Given records:
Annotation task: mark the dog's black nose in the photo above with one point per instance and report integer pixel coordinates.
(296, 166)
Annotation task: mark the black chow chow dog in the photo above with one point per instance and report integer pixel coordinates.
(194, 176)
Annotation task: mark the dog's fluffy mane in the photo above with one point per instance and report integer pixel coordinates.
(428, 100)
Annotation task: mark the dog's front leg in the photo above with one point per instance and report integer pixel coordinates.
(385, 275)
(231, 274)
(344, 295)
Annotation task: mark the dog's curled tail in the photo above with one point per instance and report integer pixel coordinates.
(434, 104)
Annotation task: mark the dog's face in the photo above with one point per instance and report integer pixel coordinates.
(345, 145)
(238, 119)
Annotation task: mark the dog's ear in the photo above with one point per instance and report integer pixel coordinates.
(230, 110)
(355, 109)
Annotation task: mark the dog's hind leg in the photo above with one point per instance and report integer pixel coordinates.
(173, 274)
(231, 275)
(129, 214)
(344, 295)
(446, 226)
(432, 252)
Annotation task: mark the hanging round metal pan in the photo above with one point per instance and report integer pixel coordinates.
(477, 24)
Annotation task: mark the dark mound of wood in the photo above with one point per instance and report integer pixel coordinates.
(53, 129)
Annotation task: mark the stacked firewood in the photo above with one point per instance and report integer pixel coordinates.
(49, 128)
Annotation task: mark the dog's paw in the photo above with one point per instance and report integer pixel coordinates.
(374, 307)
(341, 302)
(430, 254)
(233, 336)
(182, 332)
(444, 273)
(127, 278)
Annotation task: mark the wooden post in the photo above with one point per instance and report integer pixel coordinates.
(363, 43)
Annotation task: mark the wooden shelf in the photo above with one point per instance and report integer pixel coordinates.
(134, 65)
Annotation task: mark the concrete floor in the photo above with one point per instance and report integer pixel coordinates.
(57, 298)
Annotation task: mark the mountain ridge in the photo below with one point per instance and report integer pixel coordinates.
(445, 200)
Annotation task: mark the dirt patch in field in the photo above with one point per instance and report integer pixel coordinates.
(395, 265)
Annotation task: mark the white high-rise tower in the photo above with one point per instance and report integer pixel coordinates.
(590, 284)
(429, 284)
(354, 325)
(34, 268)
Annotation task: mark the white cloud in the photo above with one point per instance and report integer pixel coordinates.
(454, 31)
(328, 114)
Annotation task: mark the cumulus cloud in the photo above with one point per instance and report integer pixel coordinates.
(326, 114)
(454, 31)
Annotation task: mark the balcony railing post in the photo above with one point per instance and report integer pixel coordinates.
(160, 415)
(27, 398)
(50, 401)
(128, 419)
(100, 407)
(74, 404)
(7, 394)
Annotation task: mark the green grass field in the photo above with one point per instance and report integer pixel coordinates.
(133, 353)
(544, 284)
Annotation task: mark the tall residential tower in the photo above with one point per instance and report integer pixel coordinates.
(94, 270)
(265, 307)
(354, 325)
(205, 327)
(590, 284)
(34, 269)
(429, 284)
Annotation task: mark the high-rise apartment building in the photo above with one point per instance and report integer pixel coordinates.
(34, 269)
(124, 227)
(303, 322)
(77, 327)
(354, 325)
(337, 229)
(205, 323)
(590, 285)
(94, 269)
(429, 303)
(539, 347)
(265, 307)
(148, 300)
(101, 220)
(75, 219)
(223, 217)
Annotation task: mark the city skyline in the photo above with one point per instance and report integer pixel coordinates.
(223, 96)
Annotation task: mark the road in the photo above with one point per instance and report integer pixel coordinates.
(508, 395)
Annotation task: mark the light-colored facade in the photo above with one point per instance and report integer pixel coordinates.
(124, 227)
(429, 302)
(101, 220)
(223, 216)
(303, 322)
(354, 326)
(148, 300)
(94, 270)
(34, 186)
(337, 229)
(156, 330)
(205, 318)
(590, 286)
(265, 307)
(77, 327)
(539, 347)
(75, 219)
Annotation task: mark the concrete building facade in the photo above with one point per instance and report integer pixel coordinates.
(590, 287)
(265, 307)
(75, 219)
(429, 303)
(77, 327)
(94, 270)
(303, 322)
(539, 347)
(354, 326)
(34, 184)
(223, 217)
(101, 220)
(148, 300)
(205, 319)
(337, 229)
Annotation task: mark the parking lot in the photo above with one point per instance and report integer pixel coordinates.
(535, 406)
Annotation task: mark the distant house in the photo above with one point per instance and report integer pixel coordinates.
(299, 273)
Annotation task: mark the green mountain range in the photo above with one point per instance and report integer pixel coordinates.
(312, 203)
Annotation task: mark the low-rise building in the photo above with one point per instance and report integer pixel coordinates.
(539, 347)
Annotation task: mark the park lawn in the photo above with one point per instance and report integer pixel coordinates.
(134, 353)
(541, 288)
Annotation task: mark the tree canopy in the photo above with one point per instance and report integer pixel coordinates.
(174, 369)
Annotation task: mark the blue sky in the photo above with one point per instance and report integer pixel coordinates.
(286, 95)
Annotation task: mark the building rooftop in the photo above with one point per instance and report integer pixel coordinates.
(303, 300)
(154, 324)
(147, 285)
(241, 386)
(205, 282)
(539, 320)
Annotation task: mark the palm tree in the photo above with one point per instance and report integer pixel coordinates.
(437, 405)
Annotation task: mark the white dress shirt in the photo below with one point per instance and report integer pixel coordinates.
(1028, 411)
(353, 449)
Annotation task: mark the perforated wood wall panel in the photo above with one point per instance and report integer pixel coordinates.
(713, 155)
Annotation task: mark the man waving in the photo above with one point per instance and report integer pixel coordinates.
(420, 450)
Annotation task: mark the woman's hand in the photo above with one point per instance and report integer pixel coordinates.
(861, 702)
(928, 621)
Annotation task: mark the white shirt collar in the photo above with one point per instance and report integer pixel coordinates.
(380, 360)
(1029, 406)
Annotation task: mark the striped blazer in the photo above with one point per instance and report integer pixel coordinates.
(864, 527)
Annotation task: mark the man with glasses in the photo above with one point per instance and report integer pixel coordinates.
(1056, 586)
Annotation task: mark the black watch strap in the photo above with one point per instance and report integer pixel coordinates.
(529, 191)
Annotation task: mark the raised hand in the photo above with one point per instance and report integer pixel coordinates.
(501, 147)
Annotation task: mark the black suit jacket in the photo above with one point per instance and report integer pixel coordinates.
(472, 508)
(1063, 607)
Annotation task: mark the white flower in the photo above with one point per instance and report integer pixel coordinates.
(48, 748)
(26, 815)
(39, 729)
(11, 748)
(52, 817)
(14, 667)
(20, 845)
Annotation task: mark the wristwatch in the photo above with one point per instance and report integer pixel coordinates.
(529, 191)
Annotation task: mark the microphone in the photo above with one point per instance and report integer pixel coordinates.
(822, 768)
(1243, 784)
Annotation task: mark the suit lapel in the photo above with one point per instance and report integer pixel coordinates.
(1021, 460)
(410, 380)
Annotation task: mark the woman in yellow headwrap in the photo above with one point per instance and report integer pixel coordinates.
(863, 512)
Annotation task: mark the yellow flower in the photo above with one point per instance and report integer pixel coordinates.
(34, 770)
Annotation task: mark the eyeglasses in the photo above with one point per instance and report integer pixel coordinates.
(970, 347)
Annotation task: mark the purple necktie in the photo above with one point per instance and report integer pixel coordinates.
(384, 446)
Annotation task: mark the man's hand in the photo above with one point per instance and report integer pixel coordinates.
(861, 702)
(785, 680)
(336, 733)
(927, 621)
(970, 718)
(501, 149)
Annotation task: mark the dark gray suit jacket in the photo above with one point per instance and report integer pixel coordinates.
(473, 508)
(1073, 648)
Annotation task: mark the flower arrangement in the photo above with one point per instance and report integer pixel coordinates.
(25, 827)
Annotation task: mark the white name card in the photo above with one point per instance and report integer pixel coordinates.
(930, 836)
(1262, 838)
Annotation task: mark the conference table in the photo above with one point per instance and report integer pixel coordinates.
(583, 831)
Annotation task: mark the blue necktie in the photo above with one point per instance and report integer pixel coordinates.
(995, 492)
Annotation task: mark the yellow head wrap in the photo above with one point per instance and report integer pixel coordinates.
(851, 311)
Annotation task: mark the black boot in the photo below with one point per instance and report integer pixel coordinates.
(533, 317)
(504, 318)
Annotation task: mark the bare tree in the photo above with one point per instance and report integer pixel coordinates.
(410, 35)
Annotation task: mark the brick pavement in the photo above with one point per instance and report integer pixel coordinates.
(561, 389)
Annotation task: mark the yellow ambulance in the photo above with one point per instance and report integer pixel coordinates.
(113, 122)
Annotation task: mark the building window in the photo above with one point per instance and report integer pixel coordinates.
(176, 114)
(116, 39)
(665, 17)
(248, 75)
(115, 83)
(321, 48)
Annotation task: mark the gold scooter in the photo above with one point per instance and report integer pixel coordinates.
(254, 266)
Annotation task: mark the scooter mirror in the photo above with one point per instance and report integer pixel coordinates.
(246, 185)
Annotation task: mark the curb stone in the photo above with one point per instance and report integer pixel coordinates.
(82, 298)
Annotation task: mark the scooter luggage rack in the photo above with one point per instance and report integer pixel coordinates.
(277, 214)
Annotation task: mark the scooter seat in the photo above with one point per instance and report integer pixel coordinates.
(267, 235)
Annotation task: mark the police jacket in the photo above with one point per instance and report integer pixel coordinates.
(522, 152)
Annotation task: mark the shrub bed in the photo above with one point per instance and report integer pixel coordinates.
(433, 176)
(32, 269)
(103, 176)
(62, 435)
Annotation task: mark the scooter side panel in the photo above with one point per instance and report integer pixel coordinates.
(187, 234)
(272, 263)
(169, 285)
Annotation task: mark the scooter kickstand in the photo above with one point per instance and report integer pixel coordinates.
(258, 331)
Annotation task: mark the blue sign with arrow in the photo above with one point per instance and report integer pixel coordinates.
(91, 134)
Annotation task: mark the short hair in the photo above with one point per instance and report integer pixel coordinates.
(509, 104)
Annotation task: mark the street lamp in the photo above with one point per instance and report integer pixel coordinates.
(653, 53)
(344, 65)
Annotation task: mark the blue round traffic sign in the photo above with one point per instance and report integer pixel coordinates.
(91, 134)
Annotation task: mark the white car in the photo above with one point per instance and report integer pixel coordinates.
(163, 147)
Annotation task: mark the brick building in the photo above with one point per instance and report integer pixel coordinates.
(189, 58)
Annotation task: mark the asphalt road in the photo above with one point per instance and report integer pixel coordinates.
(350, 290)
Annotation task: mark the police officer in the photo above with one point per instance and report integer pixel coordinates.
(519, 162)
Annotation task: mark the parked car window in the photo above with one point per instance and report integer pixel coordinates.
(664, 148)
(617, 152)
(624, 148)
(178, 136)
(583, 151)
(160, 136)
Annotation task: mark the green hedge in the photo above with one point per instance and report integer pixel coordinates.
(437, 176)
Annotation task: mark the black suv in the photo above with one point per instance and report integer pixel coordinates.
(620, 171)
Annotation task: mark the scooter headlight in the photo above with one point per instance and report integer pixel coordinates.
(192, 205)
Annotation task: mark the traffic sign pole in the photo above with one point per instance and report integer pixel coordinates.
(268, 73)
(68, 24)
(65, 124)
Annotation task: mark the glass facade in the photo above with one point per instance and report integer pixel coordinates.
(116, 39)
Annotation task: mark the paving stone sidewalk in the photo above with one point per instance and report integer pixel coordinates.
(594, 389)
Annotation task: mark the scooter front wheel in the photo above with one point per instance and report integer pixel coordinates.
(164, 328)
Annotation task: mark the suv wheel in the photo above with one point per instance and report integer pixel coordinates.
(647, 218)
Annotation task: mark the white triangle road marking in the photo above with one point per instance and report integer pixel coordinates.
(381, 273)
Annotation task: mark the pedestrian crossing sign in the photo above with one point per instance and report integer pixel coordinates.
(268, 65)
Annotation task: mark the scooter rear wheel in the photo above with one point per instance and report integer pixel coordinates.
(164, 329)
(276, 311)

Exercise task:
Every line from the line containing "Annotation task: mark the black suv" to the last line of the material above must be repeated exactly, and no other line.

Solution to the exercise:
Annotation task: mark the black suv in the photo above with one point per instance and report integer pixel coordinates.
(620, 171)
Annotation task: mark the scooter headlight in the photo above with one point per instance and report integer pixel coordinates.
(192, 205)
Annotation task: mark the traffic sign pole in the photo above with one point per instance and report integer pixel coordinates.
(268, 73)
(68, 24)
(65, 124)
Annotation task: mark the glass facade in the photo above with one point per instance and report integer pixel coordinates.
(116, 39)
Annotation task: mark the paving stone sidewalk in the photo above with one point per instance and report integer pixel coordinates.
(594, 389)
Annotation task: mark the scooter front wheel in the photo above with one point per instance and report integer pixel coordinates.
(164, 328)
Annotation task: mark the suv wheel in the photo above with one point per instance and report integer pixel coordinates.
(647, 218)
Annotation task: mark the white triangle road marking in the photo above with one point per instance and report integer pixel coordinates.
(381, 273)
Annotation task: mark the pedestrian crossing sign in the photo above with one point per instance and report integer pixel coordinates.
(268, 65)
Annotation task: mark the scooter rear wheel in the photo above with one point per instance and report integer pixel coordinates.
(164, 329)
(276, 311)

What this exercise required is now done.